Gather every line of the data below that contains the string "plastic", matching case exactly, and copy those lines.

▶

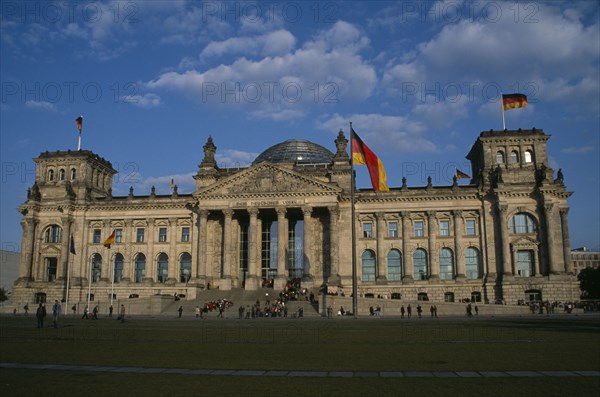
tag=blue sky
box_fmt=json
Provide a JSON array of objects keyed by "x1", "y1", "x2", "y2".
[{"x1": 0, "y1": 0, "x2": 600, "y2": 251}]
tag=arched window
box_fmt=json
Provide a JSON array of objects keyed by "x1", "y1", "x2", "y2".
[
  {"x1": 465, "y1": 247, "x2": 481, "y2": 280},
  {"x1": 517, "y1": 250, "x2": 535, "y2": 277},
  {"x1": 44, "y1": 225, "x2": 62, "y2": 243},
  {"x1": 362, "y1": 250, "x2": 375, "y2": 281},
  {"x1": 440, "y1": 248, "x2": 454, "y2": 280},
  {"x1": 156, "y1": 252, "x2": 169, "y2": 283},
  {"x1": 509, "y1": 213, "x2": 535, "y2": 234},
  {"x1": 179, "y1": 252, "x2": 192, "y2": 283},
  {"x1": 92, "y1": 254, "x2": 102, "y2": 283},
  {"x1": 444, "y1": 292, "x2": 454, "y2": 302},
  {"x1": 388, "y1": 249, "x2": 402, "y2": 281},
  {"x1": 46, "y1": 257, "x2": 58, "y2": 281},
  {"x1": 134, "y1": 253, "x2": 146, "y2": 283},
  {"x1": 113, "y1": 253, "x2": 123, "y2": 283},
  {"x1": 496, "y1": 150, "x2": 504, "y2": 164},
  {"x1": 413, "y1": 248, "x2": 428, "y2": 280}
]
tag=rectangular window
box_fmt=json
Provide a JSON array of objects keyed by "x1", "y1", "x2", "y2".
[
  {"x1": 415, "y1": 221, "x2": 425, "y2": 237},
  {"x1": 135, "y1": 227, "x2": 144, "y2": 243},
  {"x1": 93, "y1": 229, "x2": 102, "y2": 244},
  {"x1": 388, "y1": 222, "x2": 398, "y2": 238},
  {"x1": 440, "y1": 221, "x2": 450, "y2": 236},
  {"x1": 363, "y1": 223, "x2": 373, "y2": 238},
  {"x1": 465, "y1": 219, "x2": 475, "y2": 236},
  {"x1": 158, "y1": 227, "x2": 167, "y2": 243},
  {"x1": 181, "y1": 226, "x2": 190, "y2": 243}
]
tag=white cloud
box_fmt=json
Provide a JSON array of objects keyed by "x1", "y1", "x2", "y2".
[
  {"x1": 121, "y1": 93, "x2": 160, "y2": 109},
  {"x1": 317, "y1": 113, "x2": 437, "y2": 153},
  {"x1": 382, "y1": 2, "x2": 600, "y2": 102},
  {"x1": 146, "y1": 22, "x2": 377, "y2": 120}
]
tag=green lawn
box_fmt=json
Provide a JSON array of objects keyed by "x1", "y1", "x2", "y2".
[{"x1": 0, "y1": 316, "x2": 600, "y2": 396}]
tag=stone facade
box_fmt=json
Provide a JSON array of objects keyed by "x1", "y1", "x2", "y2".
[{"x1": 14, "y1": 129, "x2": 579, "y2": 303}]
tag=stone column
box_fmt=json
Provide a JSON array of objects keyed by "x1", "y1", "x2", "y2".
[
  {"x1": 144, "y1": 218, "x2": 158, "y2": 281},
  {"x1": 273, "y1": 207, "x2": 288, "y2": 290},
  {"x1": 122, "y1": 219, "x2": 132, "y2": 282},
  {"x1": 496, "y1": 205, "x2": 514, "y2": 276},
  {"x1": 400, "y1": 211, "x2": 414, "y2": 282},
  {"x1": 56, "y1": 216, "x2": 73, "y2": 281},
  {"x1": 327, "y1": 206, "x2": 338, "y2": 278},
  {"x1": 196, "y1": 210, "x2": 208, "y2": 281},
  {"x1": 538, "y1": 203, "x2": 565, "y2": 274},
  {"x1": 375, "y1": 212, "x2": 387, "y2": 284},
  {"x1": 99, "y1": 219, "x2": 114, "y2": 283},
  {"x1": 427, "y1": 211, "x2": 440, "y2": 280},
  {"x1": 559, "y1": 208, "x2": 571, "y2": 272},
  {"x1": 452, "y1": 210, "x2": 467, "y2": 280},
  {"x1": 302, "y1": 206, "x2": 315, "y2": 288},
  {"x1": 19, "y1": 218, "x2": 39, "y2": 281},
  {"x1": 245, "y1": 208, "x2": 260, "y2": 290},
  {"x1": 219, "y1": 208, "x2": 233, "y2": 291},
  {"x1": 167, "y1": 218, "x2": 181, "y2": 282}
]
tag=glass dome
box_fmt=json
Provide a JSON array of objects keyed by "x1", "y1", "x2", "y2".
[{"x1": 252, "y1": 139, "x2": 333, "y2": 164}]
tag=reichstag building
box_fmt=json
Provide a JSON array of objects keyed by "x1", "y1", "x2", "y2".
[{"x1": 13, "y1": 129, "x2": 579, "y2": 304}]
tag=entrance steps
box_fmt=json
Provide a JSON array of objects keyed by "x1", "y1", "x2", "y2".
[{"x1": 162, "y1": 288, "x2": 320, "y2": 318}]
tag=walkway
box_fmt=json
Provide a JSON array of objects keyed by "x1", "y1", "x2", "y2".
[{"x1": 0, "y1": 363, "x2": 600, "y2": 378}]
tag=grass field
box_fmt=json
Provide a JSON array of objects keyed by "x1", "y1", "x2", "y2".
[{"x1": 0, "y1": 316, "x2": 600, "y2": 396}]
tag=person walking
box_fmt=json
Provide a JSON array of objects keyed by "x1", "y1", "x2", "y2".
[
  {"x1": 52, "y1": 299, "x2": 61, "y2": 328},
  {"x1": 35, "y1": 303, "x2": 46, "y2": 328}
]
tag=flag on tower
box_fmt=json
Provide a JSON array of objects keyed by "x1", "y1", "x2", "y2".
[
  {"x1": 350, "y1": 128, "x2": 390, "y2": 192},
  {"x1": 455, "y1": 168, "x2": 471, "y2": 179},
  {"x1": 69, "y1": 234, "x2": 77, "y2": 255},
  {"x1": 104, "y1": 230, "x2": 117, "y2": 249},
  {"x1": 502, "y1": 94, "x2": 527, "y2": 110},
  {"x1": 75, "y1": 116, "x2": 83, "y2": 133}
]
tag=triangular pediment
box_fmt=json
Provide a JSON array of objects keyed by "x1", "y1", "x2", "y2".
[{"x1": 197, "y1": 163, "x2": 342, "y2": 197}]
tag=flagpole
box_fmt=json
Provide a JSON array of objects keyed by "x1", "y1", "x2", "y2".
[
  {"x1": 84, "y1": 255, "x2": 94, "y2": 311},
  {"x1": 109, "y1": 248, "x2": 115, "y2": 306},
  {"x1": 75, "y1": 116, "x2": 83, "y2": 151},
  {"x1": 64, "y1": 238, "x2": 73, "y2": 316},
  {"x1": 350, "y1": 122, "x2": 358, "y2": 318},
  {"x1": 500, "y1": 93, "x2": 506, "y2": 131}
]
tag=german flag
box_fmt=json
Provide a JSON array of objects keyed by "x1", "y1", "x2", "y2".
[
  {"x1": 455, "y1": 168, "x2": 471, "y2": 179},
  {"x1": 75, "y1": 116, "x2": 83, "y2": 133},
  {"x1": 502, "y1": 94, "x2": 527, "y2": 110},
  {"x1": 104, "y1": 230, "x2": 117, "y2": 249},
  {"x1": 350, "y1": 128, "x2": 390, "y2": 192}
]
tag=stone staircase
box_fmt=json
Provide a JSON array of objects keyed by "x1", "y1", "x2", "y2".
[{"x1": 161, "y1": 288, "x2": 320, "y2": 318}]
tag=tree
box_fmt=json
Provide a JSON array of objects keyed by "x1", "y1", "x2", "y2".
[
  {"x1": 577, "y1": 267, "x2": 600, "y2": 299},
  {"x1": 0, "y1": 287, "x2": 8, "y2": 302}
]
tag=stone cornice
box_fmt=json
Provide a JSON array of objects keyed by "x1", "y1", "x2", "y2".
[{"x1": 195, "y1": 163, "x2": 342, "y2": 199}]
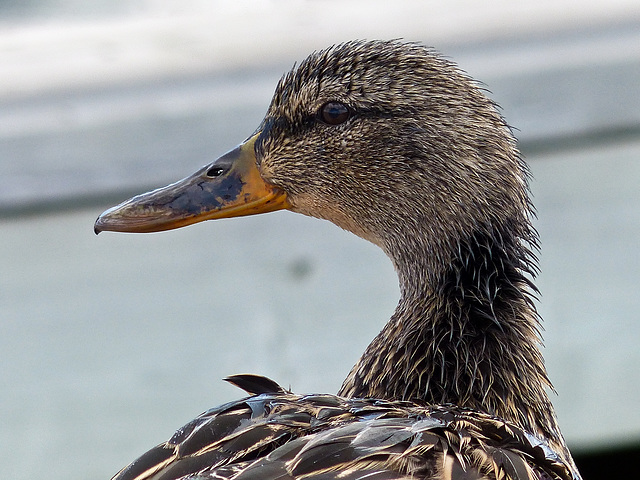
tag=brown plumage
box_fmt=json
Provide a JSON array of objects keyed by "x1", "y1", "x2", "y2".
[{"x1": 96, "y1": 41, "x2": 579, "y2": 480}]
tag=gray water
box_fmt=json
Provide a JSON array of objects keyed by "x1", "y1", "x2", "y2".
[{"x1": 0, "y1": 2, "x2": 640, "y2": 479}]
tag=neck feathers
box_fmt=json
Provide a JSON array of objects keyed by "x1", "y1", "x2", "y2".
[{"x1": 340, "y1": 223, "x2": 564, "y2": 454}]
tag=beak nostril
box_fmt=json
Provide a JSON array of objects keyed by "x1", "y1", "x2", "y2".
[{"x1": 207, "y1": 167, "x2": 224, "y2": 177}]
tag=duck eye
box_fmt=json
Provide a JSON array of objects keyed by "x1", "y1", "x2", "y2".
[
  {"x1": 320, "y1": 102, "x2": 351, "y2": 125},
  {"x1": 207, "y1": 167, "x2": 224, "y2": 177}
]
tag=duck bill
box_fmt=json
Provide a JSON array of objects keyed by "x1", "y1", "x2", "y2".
[{"x1": 94, "y1": 134, "x2": 289, "y2": 233}]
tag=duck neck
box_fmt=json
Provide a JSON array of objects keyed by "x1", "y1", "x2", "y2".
[{"x1": 340, "y1": 224, "x2": 566, "y2": 450}]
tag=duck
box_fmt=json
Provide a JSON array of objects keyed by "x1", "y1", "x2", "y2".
[{"x1": 94, "y1": 40, "x2": 581, "y2": 480}]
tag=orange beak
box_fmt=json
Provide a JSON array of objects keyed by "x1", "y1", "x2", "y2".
[{"x1": 94, "y1": 134, "x2": 289, "y2": 233}]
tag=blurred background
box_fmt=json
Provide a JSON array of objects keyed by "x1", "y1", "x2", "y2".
[{"x1": 0, "y1": 0, "x2": 640, "y2": 480}]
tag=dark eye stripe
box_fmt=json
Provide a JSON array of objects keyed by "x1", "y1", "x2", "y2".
[{"x1": 318, "y1": 102, "x2": 351, "y2": 125}]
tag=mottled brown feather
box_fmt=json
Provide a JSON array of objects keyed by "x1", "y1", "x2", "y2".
[{"x1": 106, "y1": 41, "x2": 580, "y2": 480}]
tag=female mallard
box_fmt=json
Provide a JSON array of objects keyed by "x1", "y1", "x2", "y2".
[{"x1": 95, "y1": 41, "x2": 579, "y2": 480}]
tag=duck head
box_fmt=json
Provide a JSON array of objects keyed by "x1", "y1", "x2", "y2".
[{"x1": 95, "y1": 41, "x2": 528, "y2": 284}]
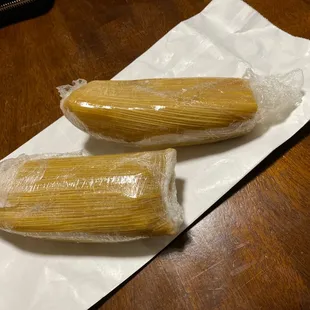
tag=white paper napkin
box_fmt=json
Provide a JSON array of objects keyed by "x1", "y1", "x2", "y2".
[{"x1": 0, "y1": 0, "x2": 310, "y2": 310}]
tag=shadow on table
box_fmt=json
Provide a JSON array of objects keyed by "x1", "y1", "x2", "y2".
[
  {"x1": 0, "y1": 0, "x2": 55, "y2": 28},
  {"x1": 89, "y1": 122, "x2": 310, "y2": 310}
]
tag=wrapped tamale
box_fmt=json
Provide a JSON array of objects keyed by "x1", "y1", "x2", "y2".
[
  {"x1": 0, "y1": 149, "x2": 182, "y2": 242},
  {"x1": 58, "y1": 72, "x2": 302, "y2": 147}
]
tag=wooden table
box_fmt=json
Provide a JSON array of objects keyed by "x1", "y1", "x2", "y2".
[{"x1": 0, "y1": 0, "x2": 310, "y2": 310}]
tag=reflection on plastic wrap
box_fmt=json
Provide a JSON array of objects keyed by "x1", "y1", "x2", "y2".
[
  {"x1": 58, "y1": 69, "x2": 303, "y2": 147},
  {"x1": 0, "y1": 149, "x2": 182, "y2": 242}
]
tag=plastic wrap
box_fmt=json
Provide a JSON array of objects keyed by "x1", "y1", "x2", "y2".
[
  {"x1": 0, "y1": 149, "x2": 182, "y2": 242},
  {"x1": 58, "y1": 69, "x2": 303, "y2": 147}
]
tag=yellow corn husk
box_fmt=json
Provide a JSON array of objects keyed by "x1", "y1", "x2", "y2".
[
  {"x1": 61, "y1": 78, "x2": 257, "y2": 146},
  {"x1": 0, "y1": 149, "x2": 182, "y2": 242}
]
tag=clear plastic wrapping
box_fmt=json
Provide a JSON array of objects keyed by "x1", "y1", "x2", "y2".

◀

■ Full answer ■
tag=reflection on plastic wrap
tag=plastic wrap
tag=clear plastic wrapping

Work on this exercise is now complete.